GOAL: Write out every single entry exactly.

(Raw records)
++++
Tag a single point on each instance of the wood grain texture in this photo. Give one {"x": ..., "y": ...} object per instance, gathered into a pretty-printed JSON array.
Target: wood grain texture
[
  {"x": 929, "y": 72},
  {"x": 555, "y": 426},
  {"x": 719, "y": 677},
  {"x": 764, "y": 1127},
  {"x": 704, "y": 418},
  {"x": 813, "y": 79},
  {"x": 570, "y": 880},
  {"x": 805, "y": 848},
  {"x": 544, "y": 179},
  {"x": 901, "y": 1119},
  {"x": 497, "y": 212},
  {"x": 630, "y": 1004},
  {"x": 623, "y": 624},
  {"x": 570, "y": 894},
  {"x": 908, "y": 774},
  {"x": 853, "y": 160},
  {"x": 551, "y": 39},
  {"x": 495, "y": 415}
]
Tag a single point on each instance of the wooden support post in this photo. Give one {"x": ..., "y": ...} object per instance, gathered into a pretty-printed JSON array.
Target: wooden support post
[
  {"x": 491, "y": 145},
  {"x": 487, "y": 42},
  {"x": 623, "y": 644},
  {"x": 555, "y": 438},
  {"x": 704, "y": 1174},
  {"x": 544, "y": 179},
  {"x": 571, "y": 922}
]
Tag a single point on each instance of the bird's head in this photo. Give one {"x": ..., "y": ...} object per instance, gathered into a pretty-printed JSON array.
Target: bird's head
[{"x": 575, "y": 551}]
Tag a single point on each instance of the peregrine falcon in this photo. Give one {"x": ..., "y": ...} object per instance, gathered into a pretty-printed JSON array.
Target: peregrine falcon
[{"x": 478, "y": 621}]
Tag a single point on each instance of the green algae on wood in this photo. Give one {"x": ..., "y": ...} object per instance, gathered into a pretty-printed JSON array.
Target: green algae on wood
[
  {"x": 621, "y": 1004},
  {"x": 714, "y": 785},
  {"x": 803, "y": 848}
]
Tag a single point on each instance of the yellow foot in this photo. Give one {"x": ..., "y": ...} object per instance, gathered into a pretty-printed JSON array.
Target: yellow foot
++++
WRITTEN ANSWER:
Tag a single point on each instance of the wood grain texture in this photo. Give one {"x": ..., "y": ...} object per instance, gathered into a pretty-printed JSON array.
Target: wood grain texture
[
  {"x": 929, "y": 72},
  {"x": 555, "y": 426},
  {"x": 719, "y": 677},
  {"x": 764, "y": 1127},
  {"x": 704, "y": 418},
  {"x": 813, "y": 79},
  {"x": 570, "y": 880},
  {"x": 805, "y": 848},
  {"x": 544, "y": 179},
  {"x": 901, "y": 1119},
  {"x": 497, "y": 212},
  {"x": 630, "y": 1004},
  {"x": 623, "y": 624},
  {"x": 570, "y": 894},
  {"x": 908, "y": 774},
  {"x": 853, "y": 160},
  {"x": 551, "y": 39},
  {"x": 495, "y": 415}
]
Tag a single point on each instance of the wooden support post in this photo. Give one {"x": ..., "y": ...} object per instance, gathered into a pretty-printed JSON array.
Target: wooden support post
[
  {"x": 491, "y": 145},
  {"x": 487, "y": 42},
  {"x": 623, "y": 644},
  {"x": 555, "y": 438},
  {"x": 704, "y": 1174},
  {"x": 544, "y": 179},
  {"x": 571, "y": 922}
]
Tag a single point on each instance of the bird's head in this photo. Give one {"x": ..., "y": ...} object per instance, gathered into a pretty-printed JSON array.
Target: bird's head
[{"x": 575, "y": 551}]
Tag a single point on each instance of the peregrine falcon in this photo. Give one {"x": ..., "y": ...} object per instance, gathered into a pretty-printed JSON array.
Target: peregrine falcon
[{"x": 478, "y": 621}]
Tag a single point on each instance of the green algae on wood in this photo. Give one {"x": ..., "y": ...} object per instance, gathered into a pretty-printed JSON array.
Target: green algae on wood
[
  {"x": 621, "y": 1004},
  {"x": 714, "y": 785},
  {"x": 803, "y": 848}
]
Tag a single point on each instance of the yellow foot in this photo. Give one {"x": ..., "y": ...} object per instance, gathered into a pretty-printed JSON array.
Target: yellow foot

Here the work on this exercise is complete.